Re: methods based on cycle proof conditions
Abd ul-Rahman Lomax <abd <at> lomaxdesign.com>
2010-06-03 20:28:30 GMT
At 02:54 PM 6/3/2010, Chris Benham wrote:
> Forest Simmons wrote (1 June 2010):
>I. BDR or "Bucklin Done Right:"
> >Use 4 levels, say, zero through three. First eliminate all
> candidates defeated
> >pairwise with a defeat ratio of 3 to 1. Then collapse the top two
> levels, and
> >eliminate all candidates that suffer a defeat ratio of 2 to 1. If any
> >candidates are left, among these elect the one with the greatest number of
> >positive ratings.
>This seems to be even more Approvalish than normal Bucklin.
>65: A3, B2
>35: B3, A0
>(I assume that zero indicates least preferred)
>Forest's "BDR" method elects A, failing Majority Favourite.
As will any method which optimizes expressed utility, assuming that
these numbers are a rough expression of utility. Because they can be
some kind of artifact, I would suggest that a vote like this calls
for a runoff.
Note, in Bucklin, those approvals would be spread, and, of course, A
wins in the first round. In real elections, though, with numbers like
this, and no interfering candidate, if the 65 actually do rate B with
a 2, they are expressing that they don't much care, so the election
can legitimately be decided by the voters who do care. This is normal
democratic practice! If a runoff where held with these primary
numbers, I would expect low turnout and B wins by a landslide.
But if the A faction was somehow duped into voting like that, the
reverse will happen.

- Material shown
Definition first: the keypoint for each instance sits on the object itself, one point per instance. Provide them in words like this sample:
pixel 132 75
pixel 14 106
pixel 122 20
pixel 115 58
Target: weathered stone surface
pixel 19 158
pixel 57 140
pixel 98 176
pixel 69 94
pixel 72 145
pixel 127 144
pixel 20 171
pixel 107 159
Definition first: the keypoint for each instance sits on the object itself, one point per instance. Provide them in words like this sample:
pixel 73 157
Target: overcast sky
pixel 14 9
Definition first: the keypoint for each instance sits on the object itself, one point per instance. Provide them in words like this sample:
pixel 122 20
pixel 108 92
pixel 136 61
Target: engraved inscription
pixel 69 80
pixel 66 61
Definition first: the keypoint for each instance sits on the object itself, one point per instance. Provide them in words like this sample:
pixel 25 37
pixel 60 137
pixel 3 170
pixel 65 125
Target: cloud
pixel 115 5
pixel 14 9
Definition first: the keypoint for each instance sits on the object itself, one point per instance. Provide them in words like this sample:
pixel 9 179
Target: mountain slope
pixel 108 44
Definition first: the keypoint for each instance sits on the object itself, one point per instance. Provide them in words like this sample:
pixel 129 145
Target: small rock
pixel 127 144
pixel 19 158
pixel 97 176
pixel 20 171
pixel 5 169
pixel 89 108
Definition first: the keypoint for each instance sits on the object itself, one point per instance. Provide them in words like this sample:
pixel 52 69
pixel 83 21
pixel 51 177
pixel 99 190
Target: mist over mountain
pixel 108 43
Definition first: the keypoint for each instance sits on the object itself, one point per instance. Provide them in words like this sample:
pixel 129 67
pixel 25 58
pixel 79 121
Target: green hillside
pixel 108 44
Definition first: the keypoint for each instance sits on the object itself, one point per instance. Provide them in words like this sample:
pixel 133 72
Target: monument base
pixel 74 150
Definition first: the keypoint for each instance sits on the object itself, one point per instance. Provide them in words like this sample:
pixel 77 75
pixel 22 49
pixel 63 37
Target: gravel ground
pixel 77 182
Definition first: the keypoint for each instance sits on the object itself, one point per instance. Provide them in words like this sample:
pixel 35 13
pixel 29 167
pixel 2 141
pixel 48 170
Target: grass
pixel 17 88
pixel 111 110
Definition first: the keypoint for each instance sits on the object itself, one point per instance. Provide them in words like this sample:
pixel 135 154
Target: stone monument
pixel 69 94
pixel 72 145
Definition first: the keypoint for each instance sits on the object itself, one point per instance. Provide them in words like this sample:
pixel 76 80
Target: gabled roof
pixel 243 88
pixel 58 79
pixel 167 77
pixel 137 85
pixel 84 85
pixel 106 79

- What you need to do
(a) Edit the voting-methods post: give everything from "As will any" down to "for a runoff.", with "runoff" replaced by "second round".
(b) Resume the voting-methods post after its final sentence.

- Exercise answers
(a)
As will any method which optimizes expressed utility, assuming that
these numbers are a rough expression of utility. Because they can be
some kind of artifact, I would suggest that a vote like this calls
for a second round.

(b)
Now, who would use BDR with only two candidates? It's like using
Range with only two candidates. Why would you care about "majority
favorite" if you decide to use raw range. I wonder why the A faction
even bothered to vote with that pattern of utilities ("ratings").
That's what is completely unrealistic about this kind of analysis.
For many, for years, to note that a method failed the Majority
criterion ("Majority favorite") was the same as saying that it was
totally stupid. But real, direct, human decision-making doesn't
satisfy the criterion unless people just want a fast decision and
don't care much. If they don't care very much, and somebody does care
and makes a big fuss, what happens?
From the answer you can then tell what kind of society it is, its
sense of coherence and unity, its ability to negotiate consensus and
thus natural operational efficiency, etc.
If I let you have your way when you care and I don't, then you let me
have my way when I care and you don't. Therefore utility maximization
systems will generally improve outcomes for *everyone*. The overall
game is not a zero-sum game. Single-winner elections appear to be
only when they are divorced from the context.
There is something related in comparing Approval and Range.
I found this odd effect, studying absolute expected utility in a
zero-knowledge Range 2 election voted "sincerely" in the presence of
a middle utility candidate. The individual expected utility for the
voter was the same for the approval-style vote vs the Range vote.
(And, of course, it was the same if you voted for the middle
candidate or not, the situation is symmetrical). But if the *method*
was approval, the expected utility was lower than if the method was
Range. Compared to Range, Approval was lowering everyone's expected utility!
So everyone votes Approval style, the expected utility of the outcome
must be lower than if at least one person votes Range style.
(Otherwise Range is the same as Approval, if nobody actually uses the
Nobody has bothered to confirm or disconfirm this result. Warren
validated some of it, but not that part, and to really nail it down
required more math than I could easily do.
In order to insist on the Majority criterion, we lower the expected
utility for nearly everyone, certainly for most people, when we
consider many elections.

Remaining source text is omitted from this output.